Work instruction
Word for word, repeat all the entries below, but without the pictures.

Data for review
++++

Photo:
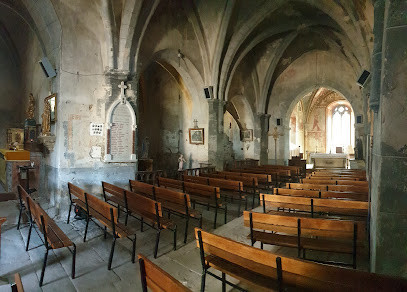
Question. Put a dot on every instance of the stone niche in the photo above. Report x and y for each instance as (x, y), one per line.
(121, 132)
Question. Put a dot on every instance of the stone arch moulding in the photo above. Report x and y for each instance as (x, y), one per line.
(121, 126)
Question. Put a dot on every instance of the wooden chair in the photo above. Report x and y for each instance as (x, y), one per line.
(199, 194)
(54, 237)
(173, 202)
(265, 271)
(337, 236)
(314, 206)
(153, 277)
(229, 188)
(103, 213)
(17, 286)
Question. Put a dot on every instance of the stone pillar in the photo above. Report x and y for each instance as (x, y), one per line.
(261, 137)
(215, 133)
(389, 179)
(379, 7)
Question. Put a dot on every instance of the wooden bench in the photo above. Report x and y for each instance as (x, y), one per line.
(321, 194)
(316, 205)
(265, 271)
(335, 182)
(103, 213)
(326, 187)
(199, 194)
(53, 236)
(336, 236)
(153, 277)
(17, 286)
(251, 184)
(173, 202)
(229, 188)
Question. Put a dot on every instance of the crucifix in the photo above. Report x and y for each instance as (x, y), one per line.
(276, 134)
(122, 87)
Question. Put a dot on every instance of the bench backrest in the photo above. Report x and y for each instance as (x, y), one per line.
(321, 194)
(141, 204)
(247, 181)
(317, 204)
(223, 184)
(309, 226)
(153, 277)
(92, 202)
(296, 272)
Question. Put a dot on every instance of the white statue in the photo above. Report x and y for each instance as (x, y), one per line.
(181, 161)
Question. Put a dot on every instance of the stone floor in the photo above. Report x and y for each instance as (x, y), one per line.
(92, 256)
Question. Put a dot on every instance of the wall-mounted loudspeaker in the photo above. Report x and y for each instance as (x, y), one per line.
(208, 92)
(46, 66)
(359, 119)
(363, 78)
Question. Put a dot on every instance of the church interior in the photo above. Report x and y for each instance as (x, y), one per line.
(203, 145)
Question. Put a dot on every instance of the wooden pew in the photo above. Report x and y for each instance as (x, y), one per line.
(316, 205)
(336, 236)
(229, 188)
(335, 182)
(251, 184)
(321, 194)
(53, 236)
(265, 271)
(172, 201)
(199, 194)
(17, 286)
(153, 277)
(103, 213)
(327, 187)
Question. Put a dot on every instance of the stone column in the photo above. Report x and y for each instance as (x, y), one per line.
(215, 133)
(379, 7)
(261, 137)
(389, 179)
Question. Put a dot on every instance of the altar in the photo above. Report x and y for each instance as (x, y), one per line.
(325, 160)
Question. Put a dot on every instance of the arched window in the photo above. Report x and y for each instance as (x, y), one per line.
(340, 126)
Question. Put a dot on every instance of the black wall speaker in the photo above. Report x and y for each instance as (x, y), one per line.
(46, 66)
(359, 119)
(208, 92)
(362, 79)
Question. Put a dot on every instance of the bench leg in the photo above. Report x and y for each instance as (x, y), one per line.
(69, 213)
(203, 278)
(73, 261)
(29, 236)
(186, 230)
(133, 254)
(175, 238)
(216, 217)
(44, 264)
(223, 282)
(109, 266)
(86, 229)
(157, 240)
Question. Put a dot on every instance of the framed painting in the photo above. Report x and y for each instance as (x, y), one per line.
(196, 136)
(247, 135)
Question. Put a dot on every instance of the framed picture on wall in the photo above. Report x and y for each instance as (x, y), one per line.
(246, 135)
(196, 136)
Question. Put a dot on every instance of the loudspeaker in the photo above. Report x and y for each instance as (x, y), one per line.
(46, 66)
(359, 119)
(362, 79)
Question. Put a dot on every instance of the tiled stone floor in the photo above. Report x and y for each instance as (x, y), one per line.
(92, 256)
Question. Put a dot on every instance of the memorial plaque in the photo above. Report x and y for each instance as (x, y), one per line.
(121, 134)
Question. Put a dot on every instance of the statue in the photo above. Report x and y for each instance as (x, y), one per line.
(181, 161)
(46, 119)
(31, 108)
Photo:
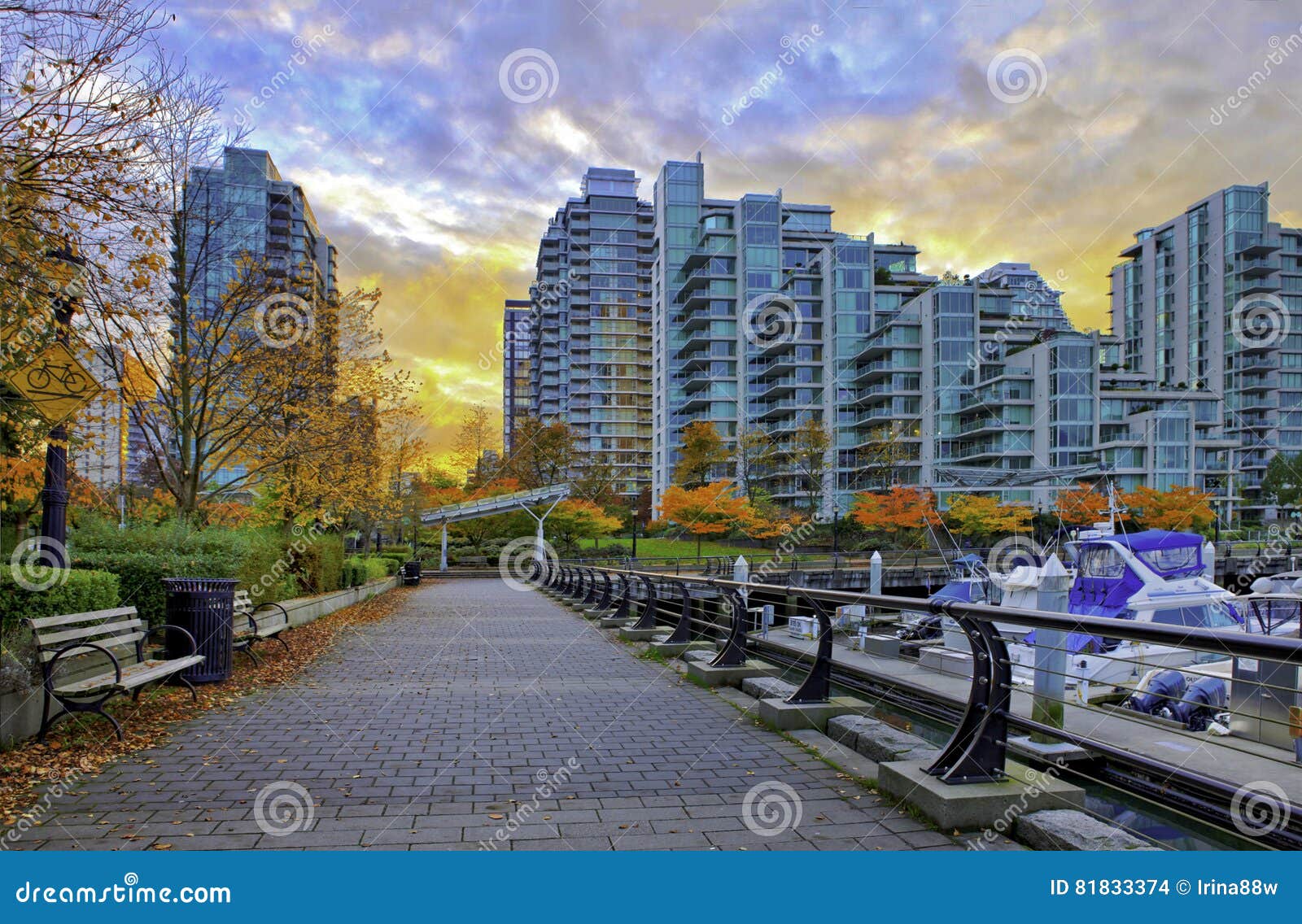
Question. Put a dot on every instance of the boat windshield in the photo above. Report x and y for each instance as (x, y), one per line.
(1214, 615)
(1172, 560)
(1102, 561)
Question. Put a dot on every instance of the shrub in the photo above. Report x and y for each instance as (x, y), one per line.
(322, 564)
(361, 570)
(140, 576)
(82, 591)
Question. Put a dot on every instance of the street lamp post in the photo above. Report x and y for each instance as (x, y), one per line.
(54, 495)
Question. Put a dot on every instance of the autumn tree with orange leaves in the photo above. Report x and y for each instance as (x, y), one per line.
(713, 509)
(898, 512)
(1081, 505)
(1180, 507)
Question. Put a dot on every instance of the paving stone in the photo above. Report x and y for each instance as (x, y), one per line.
(474, 700)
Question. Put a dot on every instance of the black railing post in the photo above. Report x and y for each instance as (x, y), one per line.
(605, 602)
(681, 634)
(622, 612)
(733, 654)
(817, 687)
(976, 752)
(649, 613)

++++

Reply
Photo:
Question. Put a dot on every instance of the stone niche in the photo above. Report x and y for each instance as (x, y), one per line.
(121, 132)
Question. Put a dot on every instance of the stone arch moulding in the photo above. Report x and y for each instance as (x, y), one per line.
(121, 126)
Question. Put a dot on every instance of the wooden chair in the photo above. Report x and y for each instance as (x, y), one per line.
(199, 194)
(54, 237)
(173, 202)
(265, 271)
(337, 236)
(314, 206)
(153, 277)
(229, 188)
(103, 213)
(17, 286)
Question. Put a dot on every instance of the stone pillar in the photo above. Report x and y for each instance as (x, y), one per line.
(261, 137)
(215, 133)
(389, 179)
(379, 7)
Question. Put a dot on every instance of the wooden bench in the photo above. Report x and y for each instance as (x, y), one per line.
(321, 194)
(316, 205)
(265, 271)
(335, 182)
(103, 213)
(326, 187)
(199, 194)
(53, 236)
(336, 236)
(153, 277)
(17, 286)
(251, 184)
(173, 202)
(229, 188)
Question. Put a dot on every instance of the crucifix in the photo above. Report x and y for each instance as (x, y), one per line.
(276, 134)
(122, 87)
Question. Put a dot on every instance of the bench backrest in the photo above. Report x and y for each instance as (x, y), one per line.
(321, 194)
(141, 204)
(247, 181)
(317, 204)
(223, 184)
(309, 226)
(153, 277)
(92, 202)
(296, 272)
Question. Put a dot on every instance of the white statue in the photo above. Report x and y for each instance as (x, y), one per line.
(181, 161)
Question. Put a dot on every instance of the stone floor in the photo above. Report x and y for each instance as (x, y), one per line.
(92, 256)
Question. Put a dot on every instance of the wall-mounted loudspeaker in the photo above. Report x and y for each instance as (x, y), one per line.
(208, 92)
(46, 66)
(359, 119)
(363, 78)
Question. Put a dot on every instance of the church interior in the photo above. Report x and y for each instance as (x, y), one per line.
(203, 145)
Question. Put a dot on every instance of the wooden pew in the photo above. Report x and y for each instance as (x, y), one per line.
(316, 205)
(336, 236)
(229, 188)
(335, 182)
(251, 184)
(321, 194)
(53, 236)
(265, 271)
(172, 201)
(199, 194)
(17, 286)
(153, 277)
(103, 213)
(327, 187)
Question. Put a dot on every instance of the stone column in the photo above. Report x and y for each instance as (x, y), one per line.
(215, 133)
(379, 7)
(261, 137)
(389, 179)
Question. Put a dot on every instance of the altar in the photo above. Report x and y for each instance as (x, y), one per line.
(325, 160)
Question. Put a dot on every instance of the arched window in the photo above. Report x and y for each instance as (x, y), one per line.
(340, 126)
Question. Put a dot on every instance of the black wall speaker in the photo above. Report x and y for each instance as (x, y), one per line.
(46, 66)
(359, 119)
(208, 92)
(362, 79)
Question. Put a dot on every instance of the bench leg in the photo above. Report x and y for each instance as (x, y), one per line.
(69, 213)
(203, 278)
(73, 261)
(29, 236)
(186, 230)
(133, 254)
(175, 238)
(216, 217)
(44, 264)
(223, 282)
(109, 266)
(86, 229)
(157, 240)
Question. Put a dot on every instance of the framed painting in the photo above. Report x and y for each instance as (x, y), one per line.
(196, 136)
(247, 135)
Question. Put a dot on every instance of the framed picture on wall in the photo above. Report x and y for each instance as (x, y), one per line.
(246, 135)
(196, 136)
Question. Put a dot on every instance of the loudspeaker in the photo above. Report x and y for each instance as (x, y), one per line.
(46, 66)
(359, 119)
(362, 79)
Question. Put a dot on every instance of the tiled stone floor in the photo above. Report x and y for each instance as (x, y), one per line.
(92, 256)
Question. Put a dot on every instance of the memorial plaque in the photo above. Report x and y for each instance as (x, y), one per line.
(121, 134)
Question. Put a dot on every instance of the statue in the photo above. Report x and y for each instance as (x, y), one per line.
(181, 161)
(46, 119)
(31, 108)
Photo:
Question. Put a dot on every instance of the boat windshield in the photo above. Report x and y for each instance as (x, y), one per line.
(1214, 615)
(1172, 560)
(1102, 561)
Question. Put a dot on every instance of the shrub in the photo above. Report x and y for each instance as (x, y), one per line.
(322, 564)
(361, 570)
(140, 576)
(82, 591)
Question. Put a dot on every instance of the street lamp post in the photo above. Report x and y for each instance as (x, y), one per line.
(54, 495)
Question. Put a dot on every instance of the autumn tree with orange leaves in the photo above. Report x and y for each instance as (x, y), one per line.
(713, 509)
(898, 512)
(1081, 505)
(1180, 507)
Question. Put a dot on every instance of the paving stone in the photo above. Report x and y for each instance as (x, y), one per line.
(474, 700)
Question. Put a dot on every instance of the black railing post in the photo above. Report x and y for each instance as (x, y), one per line.
(605, 602)
(681, 634)
(622, 612)
(733, 654)
(817, 687)
(976, 752)
(649, 613)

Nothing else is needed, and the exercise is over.